- _What to produce_
Print out each entry without alteration, and keep the pictures out.

Image point grounding data:
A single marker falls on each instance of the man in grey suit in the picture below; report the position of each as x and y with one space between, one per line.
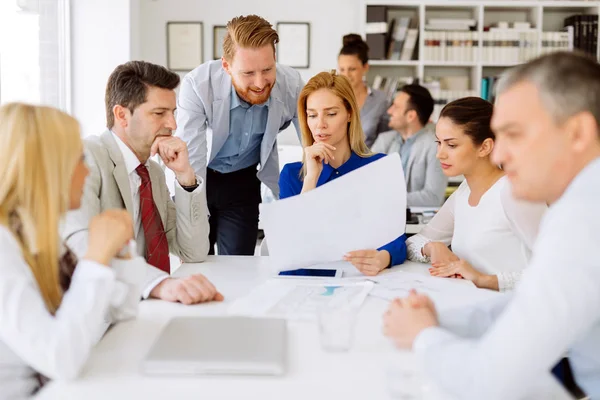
140 106
414 138
229 113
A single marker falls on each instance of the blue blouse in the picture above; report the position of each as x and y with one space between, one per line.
290 185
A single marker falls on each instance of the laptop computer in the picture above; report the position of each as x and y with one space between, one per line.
219 345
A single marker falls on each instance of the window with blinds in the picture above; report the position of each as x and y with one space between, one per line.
34 52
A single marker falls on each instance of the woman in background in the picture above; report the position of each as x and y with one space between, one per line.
353 63
490 232
334 145
53 309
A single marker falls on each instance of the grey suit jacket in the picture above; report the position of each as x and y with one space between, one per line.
107 187
203 116
425 180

- _Answer box_
A single marker falls on each instance of the man in grey suit in the picture below; report the position of each as x and y with one space between, one per line.
140 106
414 138
229 113
A single marker falls on each instance of the blue blouse in the picture above; report the position of each as x and y with one space between, one per line.
290 185
A single marker falls on each instance of the laptop computer in the picture above; report the position of each as x and y with one space between, one per line.
219 345
A single marker falls on each instance of the window with blinds in the picture above; report the position of each as x and y with one space between, one per line.
34 52
A single marker falls on each instance of the woman in background in the picture above; report the position of each as x and y with one space between, one per line.
353 63
490 232
334 145
53 309
A single marker falls on each instance of the grey suit jacket in the picture above; report the position of each as x and y with one space between, one per line.
107 187
203 116
425 180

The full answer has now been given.